Material supplied:
::::::::

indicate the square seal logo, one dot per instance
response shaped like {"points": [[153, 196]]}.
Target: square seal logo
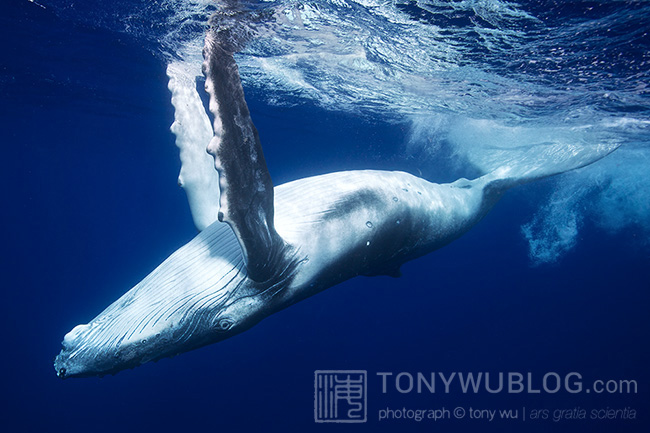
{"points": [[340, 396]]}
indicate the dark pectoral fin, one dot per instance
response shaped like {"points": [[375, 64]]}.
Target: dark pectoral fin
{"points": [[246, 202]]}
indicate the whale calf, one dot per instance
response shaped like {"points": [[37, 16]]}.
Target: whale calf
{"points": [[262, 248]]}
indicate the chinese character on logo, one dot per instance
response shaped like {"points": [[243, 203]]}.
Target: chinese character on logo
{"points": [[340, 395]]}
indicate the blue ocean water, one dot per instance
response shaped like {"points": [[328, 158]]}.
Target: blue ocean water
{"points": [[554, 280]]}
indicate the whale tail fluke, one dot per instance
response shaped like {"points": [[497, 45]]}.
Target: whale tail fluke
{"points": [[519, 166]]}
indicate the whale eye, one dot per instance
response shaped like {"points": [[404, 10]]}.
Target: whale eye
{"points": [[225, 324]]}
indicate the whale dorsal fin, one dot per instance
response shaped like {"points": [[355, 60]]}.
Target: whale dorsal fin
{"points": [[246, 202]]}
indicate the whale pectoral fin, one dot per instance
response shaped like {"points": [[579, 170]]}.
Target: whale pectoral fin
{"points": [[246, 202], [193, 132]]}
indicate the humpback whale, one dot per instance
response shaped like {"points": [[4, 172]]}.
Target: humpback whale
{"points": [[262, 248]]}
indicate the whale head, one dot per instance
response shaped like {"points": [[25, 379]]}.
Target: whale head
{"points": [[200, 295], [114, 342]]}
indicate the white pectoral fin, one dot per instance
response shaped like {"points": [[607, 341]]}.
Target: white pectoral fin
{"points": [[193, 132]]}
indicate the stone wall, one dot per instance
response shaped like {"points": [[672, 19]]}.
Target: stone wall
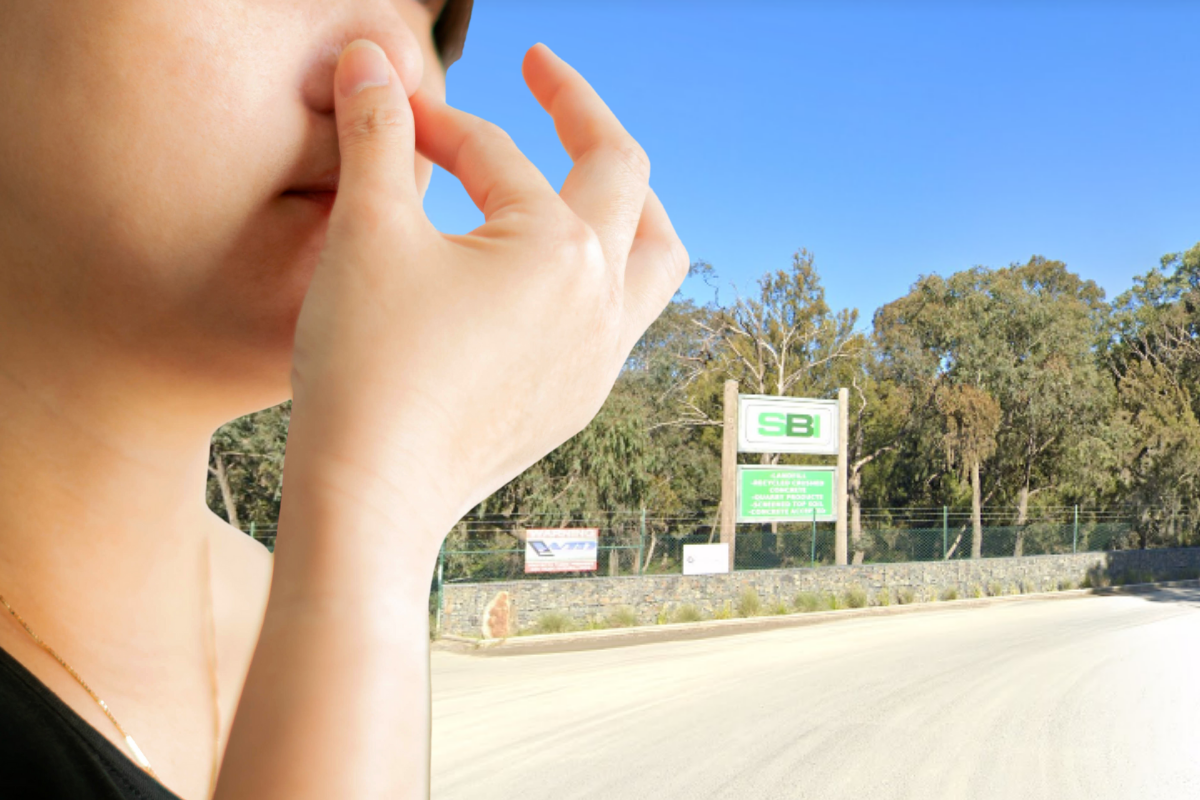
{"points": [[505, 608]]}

::::::::

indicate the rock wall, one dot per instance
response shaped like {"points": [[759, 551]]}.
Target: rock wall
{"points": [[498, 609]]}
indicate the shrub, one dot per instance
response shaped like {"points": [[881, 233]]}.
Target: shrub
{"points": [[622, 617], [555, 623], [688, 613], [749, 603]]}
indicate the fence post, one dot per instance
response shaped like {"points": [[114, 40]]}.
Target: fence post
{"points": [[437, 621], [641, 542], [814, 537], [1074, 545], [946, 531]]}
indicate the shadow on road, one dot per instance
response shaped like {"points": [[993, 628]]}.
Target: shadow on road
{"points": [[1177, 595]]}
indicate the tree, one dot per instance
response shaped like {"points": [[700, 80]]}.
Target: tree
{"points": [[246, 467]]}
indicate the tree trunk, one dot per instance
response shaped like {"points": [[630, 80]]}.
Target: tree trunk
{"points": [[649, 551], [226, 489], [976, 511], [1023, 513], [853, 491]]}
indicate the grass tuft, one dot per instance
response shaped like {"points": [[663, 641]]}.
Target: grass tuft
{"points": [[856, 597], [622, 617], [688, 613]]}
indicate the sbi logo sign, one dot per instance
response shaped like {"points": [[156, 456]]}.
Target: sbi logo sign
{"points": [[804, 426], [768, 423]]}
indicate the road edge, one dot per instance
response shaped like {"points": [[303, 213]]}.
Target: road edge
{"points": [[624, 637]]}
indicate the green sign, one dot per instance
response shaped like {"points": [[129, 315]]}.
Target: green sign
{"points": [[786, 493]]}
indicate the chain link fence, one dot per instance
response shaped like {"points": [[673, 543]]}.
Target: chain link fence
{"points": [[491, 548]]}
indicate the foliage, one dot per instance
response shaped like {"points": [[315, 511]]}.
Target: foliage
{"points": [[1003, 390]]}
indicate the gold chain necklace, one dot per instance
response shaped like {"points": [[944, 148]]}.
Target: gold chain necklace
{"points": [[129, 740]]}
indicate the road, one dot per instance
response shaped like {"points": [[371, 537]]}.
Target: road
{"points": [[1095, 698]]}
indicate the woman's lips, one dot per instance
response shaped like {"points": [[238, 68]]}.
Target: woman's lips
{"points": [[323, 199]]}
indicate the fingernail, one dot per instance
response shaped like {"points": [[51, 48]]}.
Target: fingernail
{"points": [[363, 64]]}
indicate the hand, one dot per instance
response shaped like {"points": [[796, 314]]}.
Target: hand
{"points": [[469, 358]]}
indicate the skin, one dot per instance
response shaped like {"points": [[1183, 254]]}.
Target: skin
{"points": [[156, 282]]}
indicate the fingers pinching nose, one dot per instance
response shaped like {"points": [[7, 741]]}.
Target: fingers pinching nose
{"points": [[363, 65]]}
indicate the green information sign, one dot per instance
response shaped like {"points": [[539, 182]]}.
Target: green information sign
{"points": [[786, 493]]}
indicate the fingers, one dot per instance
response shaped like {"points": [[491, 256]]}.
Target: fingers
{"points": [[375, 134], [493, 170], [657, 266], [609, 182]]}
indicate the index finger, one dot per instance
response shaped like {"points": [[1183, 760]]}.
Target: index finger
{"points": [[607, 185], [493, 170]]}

::::::::

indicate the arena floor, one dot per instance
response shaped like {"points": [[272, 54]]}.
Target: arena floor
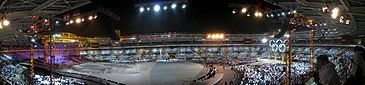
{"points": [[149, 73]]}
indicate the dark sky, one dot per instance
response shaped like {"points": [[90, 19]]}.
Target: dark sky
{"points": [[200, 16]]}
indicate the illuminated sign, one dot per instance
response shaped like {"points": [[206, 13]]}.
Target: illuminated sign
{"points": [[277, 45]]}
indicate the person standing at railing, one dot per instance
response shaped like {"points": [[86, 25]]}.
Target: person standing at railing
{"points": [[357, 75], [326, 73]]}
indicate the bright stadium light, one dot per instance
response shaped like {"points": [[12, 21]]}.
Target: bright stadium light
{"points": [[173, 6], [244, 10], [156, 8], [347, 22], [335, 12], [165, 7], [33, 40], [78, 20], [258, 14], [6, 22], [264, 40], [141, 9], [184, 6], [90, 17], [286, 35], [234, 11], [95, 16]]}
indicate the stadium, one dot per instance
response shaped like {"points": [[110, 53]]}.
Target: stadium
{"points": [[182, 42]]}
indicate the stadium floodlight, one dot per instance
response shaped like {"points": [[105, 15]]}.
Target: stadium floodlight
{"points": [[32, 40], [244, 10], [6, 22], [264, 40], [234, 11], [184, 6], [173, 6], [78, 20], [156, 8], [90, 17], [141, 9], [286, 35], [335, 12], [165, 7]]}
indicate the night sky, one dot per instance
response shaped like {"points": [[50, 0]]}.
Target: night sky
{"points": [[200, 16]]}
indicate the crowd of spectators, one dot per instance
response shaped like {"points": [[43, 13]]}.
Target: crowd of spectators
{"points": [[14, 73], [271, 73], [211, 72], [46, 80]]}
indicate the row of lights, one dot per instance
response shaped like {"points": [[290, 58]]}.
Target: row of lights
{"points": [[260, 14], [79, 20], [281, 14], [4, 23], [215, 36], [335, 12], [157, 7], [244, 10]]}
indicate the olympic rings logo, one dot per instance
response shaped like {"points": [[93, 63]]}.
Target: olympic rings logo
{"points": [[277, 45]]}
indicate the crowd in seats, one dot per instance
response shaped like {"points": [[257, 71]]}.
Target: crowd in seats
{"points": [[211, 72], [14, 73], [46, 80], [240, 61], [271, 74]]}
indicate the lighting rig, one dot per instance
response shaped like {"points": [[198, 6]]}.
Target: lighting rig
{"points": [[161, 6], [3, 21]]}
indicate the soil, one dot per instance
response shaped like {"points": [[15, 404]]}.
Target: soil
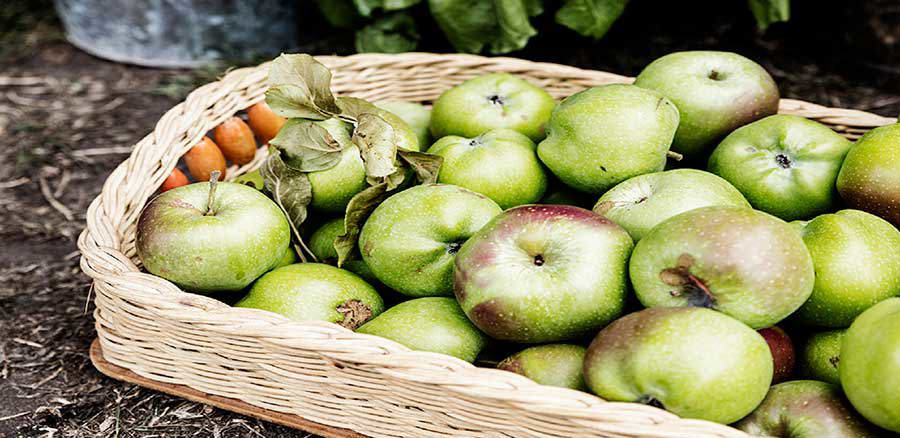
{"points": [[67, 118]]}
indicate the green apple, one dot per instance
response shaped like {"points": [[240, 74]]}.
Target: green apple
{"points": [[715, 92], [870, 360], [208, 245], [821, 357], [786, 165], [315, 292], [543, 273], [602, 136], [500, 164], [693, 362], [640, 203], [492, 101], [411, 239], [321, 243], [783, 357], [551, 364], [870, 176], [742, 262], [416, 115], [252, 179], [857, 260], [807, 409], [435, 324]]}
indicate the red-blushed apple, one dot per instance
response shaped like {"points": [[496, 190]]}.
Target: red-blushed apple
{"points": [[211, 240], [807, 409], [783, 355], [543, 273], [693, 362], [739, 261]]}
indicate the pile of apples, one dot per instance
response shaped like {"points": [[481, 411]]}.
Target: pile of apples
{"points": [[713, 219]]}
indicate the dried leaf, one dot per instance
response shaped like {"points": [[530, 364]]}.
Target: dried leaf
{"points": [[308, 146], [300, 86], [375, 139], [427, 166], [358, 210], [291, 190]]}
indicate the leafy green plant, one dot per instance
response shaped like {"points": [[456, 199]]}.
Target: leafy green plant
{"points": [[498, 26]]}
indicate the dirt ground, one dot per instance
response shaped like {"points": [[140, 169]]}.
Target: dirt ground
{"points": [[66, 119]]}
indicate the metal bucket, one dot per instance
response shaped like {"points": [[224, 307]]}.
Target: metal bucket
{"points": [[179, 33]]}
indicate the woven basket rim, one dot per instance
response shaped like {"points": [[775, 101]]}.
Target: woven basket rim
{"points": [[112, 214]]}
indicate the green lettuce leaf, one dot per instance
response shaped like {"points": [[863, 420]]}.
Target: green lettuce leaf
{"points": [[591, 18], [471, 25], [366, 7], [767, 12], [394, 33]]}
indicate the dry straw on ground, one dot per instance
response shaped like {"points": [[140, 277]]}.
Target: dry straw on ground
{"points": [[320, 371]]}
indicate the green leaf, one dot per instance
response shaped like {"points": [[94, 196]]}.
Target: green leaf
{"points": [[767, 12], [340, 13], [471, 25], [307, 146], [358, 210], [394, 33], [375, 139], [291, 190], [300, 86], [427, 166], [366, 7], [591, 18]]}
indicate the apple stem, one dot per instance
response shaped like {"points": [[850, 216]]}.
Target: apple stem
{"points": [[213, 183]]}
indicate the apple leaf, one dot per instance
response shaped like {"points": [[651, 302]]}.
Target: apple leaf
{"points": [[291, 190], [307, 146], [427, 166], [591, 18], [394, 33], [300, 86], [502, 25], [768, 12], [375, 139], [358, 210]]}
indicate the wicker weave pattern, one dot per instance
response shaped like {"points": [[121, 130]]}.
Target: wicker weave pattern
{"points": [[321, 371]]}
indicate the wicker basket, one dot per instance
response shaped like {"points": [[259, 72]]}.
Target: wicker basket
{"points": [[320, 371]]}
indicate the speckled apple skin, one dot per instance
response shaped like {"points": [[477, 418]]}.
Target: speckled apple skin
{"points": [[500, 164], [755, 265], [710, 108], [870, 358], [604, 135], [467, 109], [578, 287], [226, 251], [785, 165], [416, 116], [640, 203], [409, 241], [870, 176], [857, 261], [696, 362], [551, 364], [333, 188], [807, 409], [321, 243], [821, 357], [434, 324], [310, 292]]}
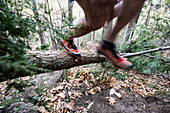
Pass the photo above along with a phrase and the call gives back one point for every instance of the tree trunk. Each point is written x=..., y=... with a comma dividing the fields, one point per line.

::::::::

Task details: Which lines above run from the one containing "indicate the stadium, one dot per instance" to the one containing "indicate the row"? Give them again exactly, both ends included.

Your response:
indicate the stadium, one dot per instance
response shaped like {"points": [[110, 53]]}.
Target: stadium
{"points": [[182, 42]]}
indicate the stadium floodlight, one dot per instance
response shaped like {"points": [[105, 15]]}.
Target: stadium floodlight
{"points": [[32, 40], [244, 10], [6, 22], [264, 40], [234, 11], [184, 6], [173, 6], [78, 20], [156, 8], [90, 17], [141, 9], [286, 35], [335, 12], [165, 7]]}
indicate the night sky, one dot per instance
response shaped like {"points": [[50, 0]]}.
Target: night sky
{"points": [[200, 16]]}
indicate the crowd of spectators, one dot per instance
response shaped like {"points": [[43, 13]]}.
Target: crowd of spectators
{"points": [[14, 73], [271, 73], [211, 72], [46, 80]]}
indicate the row of lights, one dot per instance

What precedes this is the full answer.